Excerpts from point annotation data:
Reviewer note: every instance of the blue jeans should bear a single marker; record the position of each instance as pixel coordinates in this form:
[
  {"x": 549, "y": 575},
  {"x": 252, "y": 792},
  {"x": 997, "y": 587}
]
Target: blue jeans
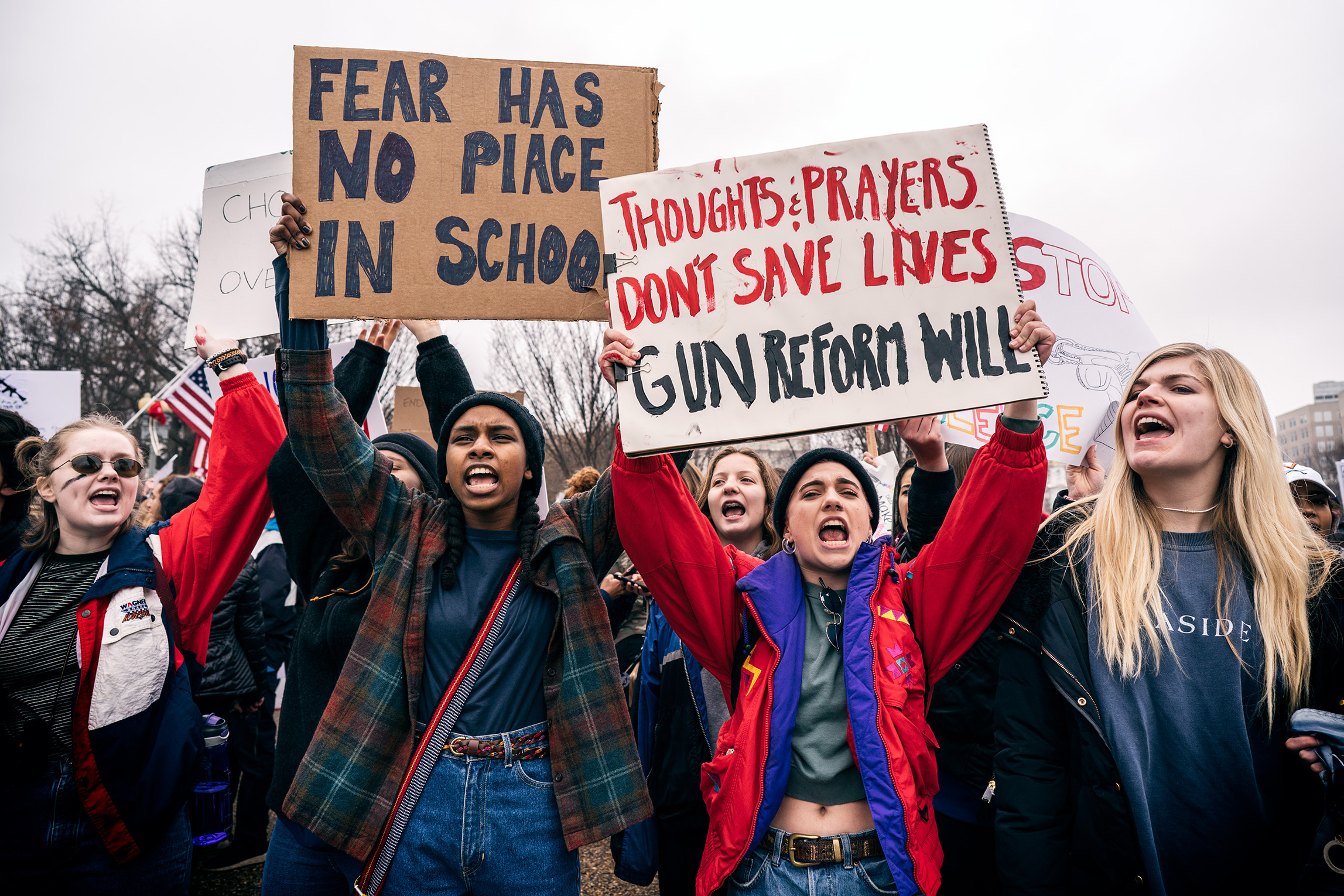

The request:
Reproduce the listing above word for word, leaving out the picture.

Correct result:
Reviewer note: every instance of the blue jeans should bear a single marker; record the position of each instance as pixel coordinates in this form:
[
  {"x": 549, "y": 575},
  {"x": 252, "y": 792},
  {"x": 997, "y": 587}
]
Target: blue jeans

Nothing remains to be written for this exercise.